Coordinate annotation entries
⟨
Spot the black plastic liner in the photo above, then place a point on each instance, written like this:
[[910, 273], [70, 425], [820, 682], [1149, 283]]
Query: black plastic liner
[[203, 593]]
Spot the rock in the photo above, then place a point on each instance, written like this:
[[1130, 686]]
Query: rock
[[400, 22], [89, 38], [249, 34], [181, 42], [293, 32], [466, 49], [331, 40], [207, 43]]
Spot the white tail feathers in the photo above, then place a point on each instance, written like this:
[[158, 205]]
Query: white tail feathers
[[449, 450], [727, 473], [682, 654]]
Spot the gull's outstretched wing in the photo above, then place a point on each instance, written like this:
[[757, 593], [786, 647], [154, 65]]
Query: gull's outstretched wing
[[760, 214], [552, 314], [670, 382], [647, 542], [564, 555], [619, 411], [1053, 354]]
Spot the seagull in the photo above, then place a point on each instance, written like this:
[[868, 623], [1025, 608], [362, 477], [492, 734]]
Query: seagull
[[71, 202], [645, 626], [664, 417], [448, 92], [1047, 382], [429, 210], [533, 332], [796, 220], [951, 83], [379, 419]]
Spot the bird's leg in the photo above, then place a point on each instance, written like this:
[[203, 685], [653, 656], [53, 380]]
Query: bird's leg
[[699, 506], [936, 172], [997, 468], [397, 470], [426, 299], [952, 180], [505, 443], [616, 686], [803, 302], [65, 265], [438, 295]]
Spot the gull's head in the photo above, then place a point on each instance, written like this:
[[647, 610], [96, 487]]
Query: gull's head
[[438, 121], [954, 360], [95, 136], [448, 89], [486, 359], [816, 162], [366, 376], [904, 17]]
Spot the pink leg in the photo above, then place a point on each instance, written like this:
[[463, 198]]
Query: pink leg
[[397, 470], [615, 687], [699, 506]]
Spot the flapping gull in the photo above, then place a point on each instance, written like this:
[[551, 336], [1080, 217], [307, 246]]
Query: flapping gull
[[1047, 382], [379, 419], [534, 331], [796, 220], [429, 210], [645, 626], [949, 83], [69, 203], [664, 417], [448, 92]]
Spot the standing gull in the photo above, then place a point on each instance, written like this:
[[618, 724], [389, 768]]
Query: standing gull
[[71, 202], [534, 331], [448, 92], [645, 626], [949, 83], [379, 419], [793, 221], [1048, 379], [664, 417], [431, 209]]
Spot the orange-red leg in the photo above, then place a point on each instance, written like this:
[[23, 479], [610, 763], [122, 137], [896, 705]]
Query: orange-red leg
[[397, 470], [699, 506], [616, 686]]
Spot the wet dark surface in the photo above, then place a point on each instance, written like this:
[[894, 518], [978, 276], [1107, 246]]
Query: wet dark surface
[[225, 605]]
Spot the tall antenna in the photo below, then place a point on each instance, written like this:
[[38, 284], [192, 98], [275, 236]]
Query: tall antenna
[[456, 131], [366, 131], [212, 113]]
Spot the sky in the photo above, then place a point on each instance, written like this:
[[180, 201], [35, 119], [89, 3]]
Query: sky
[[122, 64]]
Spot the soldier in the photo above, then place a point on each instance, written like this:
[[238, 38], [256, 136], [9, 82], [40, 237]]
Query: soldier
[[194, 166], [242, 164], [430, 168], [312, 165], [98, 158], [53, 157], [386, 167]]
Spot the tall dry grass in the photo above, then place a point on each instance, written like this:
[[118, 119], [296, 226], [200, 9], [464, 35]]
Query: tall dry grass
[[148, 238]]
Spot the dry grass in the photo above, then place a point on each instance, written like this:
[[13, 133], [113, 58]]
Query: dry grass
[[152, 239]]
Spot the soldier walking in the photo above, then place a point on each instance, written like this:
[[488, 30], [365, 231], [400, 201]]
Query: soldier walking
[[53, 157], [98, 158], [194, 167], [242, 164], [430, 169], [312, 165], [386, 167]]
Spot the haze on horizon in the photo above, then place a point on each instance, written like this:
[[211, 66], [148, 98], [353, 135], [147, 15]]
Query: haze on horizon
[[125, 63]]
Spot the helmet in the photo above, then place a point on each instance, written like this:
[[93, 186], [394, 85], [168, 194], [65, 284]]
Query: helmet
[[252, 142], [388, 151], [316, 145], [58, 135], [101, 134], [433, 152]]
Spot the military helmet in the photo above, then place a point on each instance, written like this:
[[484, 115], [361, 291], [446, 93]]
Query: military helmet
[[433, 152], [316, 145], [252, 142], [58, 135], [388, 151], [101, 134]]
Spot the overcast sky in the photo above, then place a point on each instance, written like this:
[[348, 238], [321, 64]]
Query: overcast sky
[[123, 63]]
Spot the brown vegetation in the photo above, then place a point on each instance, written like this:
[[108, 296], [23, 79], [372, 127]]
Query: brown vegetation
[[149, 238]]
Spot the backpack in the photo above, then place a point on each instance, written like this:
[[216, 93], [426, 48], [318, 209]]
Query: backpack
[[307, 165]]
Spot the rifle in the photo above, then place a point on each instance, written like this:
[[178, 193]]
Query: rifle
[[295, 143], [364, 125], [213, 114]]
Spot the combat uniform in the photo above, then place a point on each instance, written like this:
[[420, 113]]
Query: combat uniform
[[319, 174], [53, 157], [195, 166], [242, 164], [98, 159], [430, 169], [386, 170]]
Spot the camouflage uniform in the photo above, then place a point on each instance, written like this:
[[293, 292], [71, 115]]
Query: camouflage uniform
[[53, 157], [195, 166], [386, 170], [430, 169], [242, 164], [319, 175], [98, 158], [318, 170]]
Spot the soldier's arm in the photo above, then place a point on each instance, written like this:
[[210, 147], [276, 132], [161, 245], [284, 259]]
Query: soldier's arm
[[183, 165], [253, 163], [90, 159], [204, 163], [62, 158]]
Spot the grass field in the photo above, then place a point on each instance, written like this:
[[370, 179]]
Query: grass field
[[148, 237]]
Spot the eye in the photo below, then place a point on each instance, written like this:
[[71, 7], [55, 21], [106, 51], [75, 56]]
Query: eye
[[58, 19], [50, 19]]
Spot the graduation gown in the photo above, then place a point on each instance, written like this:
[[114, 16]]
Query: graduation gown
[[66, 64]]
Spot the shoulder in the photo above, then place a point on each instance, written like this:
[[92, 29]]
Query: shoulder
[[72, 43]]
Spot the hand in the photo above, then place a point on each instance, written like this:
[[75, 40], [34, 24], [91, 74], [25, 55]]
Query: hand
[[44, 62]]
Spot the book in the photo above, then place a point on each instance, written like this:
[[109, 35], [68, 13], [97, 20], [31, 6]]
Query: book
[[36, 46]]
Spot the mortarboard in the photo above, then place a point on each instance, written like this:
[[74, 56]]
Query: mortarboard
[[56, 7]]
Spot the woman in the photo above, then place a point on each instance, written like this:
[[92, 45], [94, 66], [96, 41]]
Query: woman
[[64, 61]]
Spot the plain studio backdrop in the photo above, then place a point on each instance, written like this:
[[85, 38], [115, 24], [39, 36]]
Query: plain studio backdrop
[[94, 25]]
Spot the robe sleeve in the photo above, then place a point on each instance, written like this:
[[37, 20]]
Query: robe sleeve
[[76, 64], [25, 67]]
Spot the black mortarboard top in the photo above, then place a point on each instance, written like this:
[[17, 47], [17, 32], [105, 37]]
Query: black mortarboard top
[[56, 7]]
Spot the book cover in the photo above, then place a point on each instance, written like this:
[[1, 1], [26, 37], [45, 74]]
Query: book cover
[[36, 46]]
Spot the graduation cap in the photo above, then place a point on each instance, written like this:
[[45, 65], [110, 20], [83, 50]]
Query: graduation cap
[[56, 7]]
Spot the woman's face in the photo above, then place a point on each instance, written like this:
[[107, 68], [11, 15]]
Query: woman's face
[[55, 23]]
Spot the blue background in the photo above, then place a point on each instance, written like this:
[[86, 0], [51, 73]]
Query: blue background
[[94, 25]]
⟩
Rewrite everything from the start of the entries down through the line containing "83], [379, 419]]", keeping every line, with each coordinate in the answers multiplied by 1.5 and rounded to a whole number (halves round up). Leave the requests and their format samples unchanged.

◆ **RESPONSE TO THE EXERCISE**:
Spot the black plastic liner in the photo above, then place a point on each instance, written like this:
[[910, 273], [70, 425], [820, 682], [1149, 283]]
Query: black plastic liner
[[305, 890]]
Spot the rock in the photo above, then place a point on each instance, written like this:
[[1130, 686]]
Query: rock
[[600, 33], [134, 57], [374, 51], [272, 63], [440, 48], [699, 74], [497, 60], [311, 65]]
Spot the white tail feathers in the photo above, then place a point on each instance, written like this:
[[158, 205]]
Query: white tail feathers
[[674, 675], [1091, 710], [1023, 981]]
Spot the gull's outstretched wing in the photo above, then place a point on each instance, written like this:
[[757, 593], [786, 647], [154, 65]]
Query: gull's outstretched wing
[[1140, 321], [828, 471], [1005, 573], [971, 813], [846, 833], [929, 617], [1580, 531]]
Spot the seagull in the photo above, then place a point on each instance, written like this:
[[868, 623], [1025, 608], [362, 477], [492, 734]]
Query: seagull
[[107, 303], [968, 939], [996, 626], [672, 138], [1571, 573], [644, 315], [800, 498], [1194, 330], [1427, 125], [569, 629]]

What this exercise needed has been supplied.